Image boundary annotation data
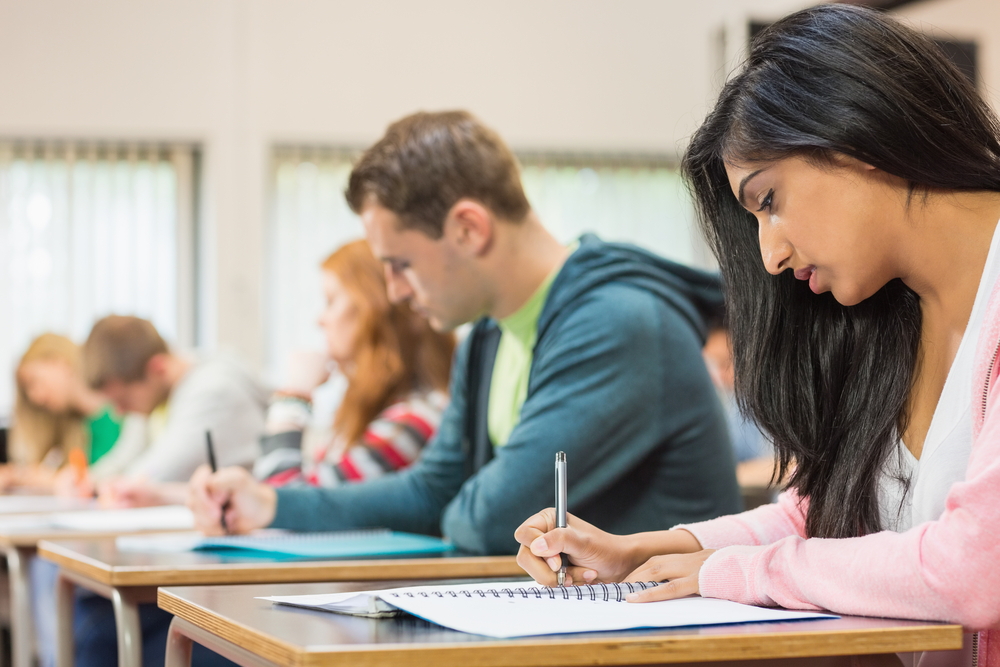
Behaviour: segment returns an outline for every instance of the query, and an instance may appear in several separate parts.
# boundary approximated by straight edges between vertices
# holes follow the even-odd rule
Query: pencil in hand
[[[212,432],[205,431],[205,444],[208,446],[208,465],[212,468],[212,472],[218,472],[219,467],[215,463],[215,447],[212,446]],[[219,517],[219,523],[222,524],[222,530],[229,534],[229,526],[226,525],[226,512],[229,510],[229,501],[222,503],[222,514]]]

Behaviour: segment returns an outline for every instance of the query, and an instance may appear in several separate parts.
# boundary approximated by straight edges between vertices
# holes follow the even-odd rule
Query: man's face
[[[409,301],[414,311],[437,331],[451,331],[485,312],[479,280],[467,253],[449,233],[432,239],[421,231],[403,229],[399,217],[370,202],[361,221],[372,252],[385,266],[389,299]]]
[[[149,371],[142,380],[125,382],[110,380],[101,393],[114,403],[118,412],[135,412],[148,415],[167,399],[168,390],[160,379]]]

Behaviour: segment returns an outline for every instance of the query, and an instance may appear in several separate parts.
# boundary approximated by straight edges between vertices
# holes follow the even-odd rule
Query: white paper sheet
[[[530,582],[501,584],[460,584],[458,586],[416,586],[405,589],[261,598],[312,609],[364,613],[382,610],[372,605],[372,598],[453,630],[488,637],[530,637],[573,632],[601,632],[632,628],[670,628],[728,623],[757,623],[836,618],[830,614],[768,609],[691,597],[664,602],[630,603],[603,600],[562,599],[547,595],[541,598],[515,594],[472,596],[450,593],[460,591],[502,591]],[[439,595],[440,594],[440,595]]]
[[[183,505],[139,507],[127,510],[57,512],[48,515],[54,528],[81,532],[138,532],[141,530],[191,530],[194,515]]]

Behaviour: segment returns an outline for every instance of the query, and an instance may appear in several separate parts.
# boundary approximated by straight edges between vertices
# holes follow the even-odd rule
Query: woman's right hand
[[[612,535],[573,515],[566,523],[567,528],[556,528],[556,511],[550,507],[514,531],[521,544],[517,564],[544,586],[556,585],[561,553],[569,558],[565,584],[571,586],[617,583],[650,558],[701,550],[686,530]]]
[[[542,510],[514,531],[521,548],[517,564],[544,586],[556,585],[559,554],[569,557],[566,585],[621,581],[643,561],[632,553],[629,536],[612,535],[572,515],[556,528],[556,511]]]
[[[207,465],[195,470],[188,484],[188,507],[195,528],[206,535],[247,533],[274,521],[278,495],[243,468],[223,468],[213,473]],[[226,516],[226,529],[222,515]]]

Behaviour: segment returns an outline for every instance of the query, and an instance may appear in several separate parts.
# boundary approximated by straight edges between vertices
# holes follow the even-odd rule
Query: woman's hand
[[[550,507],[514,531],[514,539],[521,543],[517,564],[538,583],[556,585],[560,553],[569,557],[567,586],[621,581],[635,568],[629,537],[606,533],[572,515],[567,523],[568,528],[556,528],[556,511]]]
[[[194,513],[195,528],[206,535],[226,533],[223,512],[230,533],[247,533],[271,525],[278,494],[243,468],[223,468],[213,473],[203,465],[188,483],[188,507]]]
[[[689,554],[653,556],[625,577],[625,581],[665,581],[666,583],[638,593],[630,593],[625,596],[625,599],[629,602],[655,602],[697,595],[699,593],[698,574],[701,572],[701,566],[714,553],[715,549],[702,549]]]

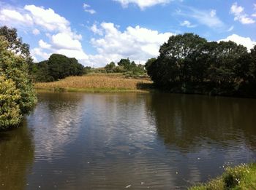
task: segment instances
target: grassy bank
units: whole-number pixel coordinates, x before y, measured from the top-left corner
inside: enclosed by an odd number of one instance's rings
[[[121,74],[92,74],[35,84],[38,90],[88,92],[145,92],[151,86],[152,82],[148,78],[127,78]]]
[[[189,189],[256,189],[256,164],[227,167],[220,177]]]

▸ TASK DESCRIPTION:
Please convert everything from the line containing "task: segment instances" down to the end of the entries into a two-column CSV with the headers entry and answer. Give one row per entry, with its text and its answer each in a single quoted field and line breaks replaced by spaces.

▸ REPLY TO THE TASK:
entry,answer
"task: segment instances target: grassy bank units: whole-number pixel coordinates, x before y, measured from the top-left corner inside: enclosed by an odd number of one instance's rings","[[[121,74],[92,74],[35,84],[38,90],[88,92],[145,92],[151,86],[152,82],[148,78],[127,78]]] [[[189,189],[256,189],[256,164],[227,167],[220,177]]]"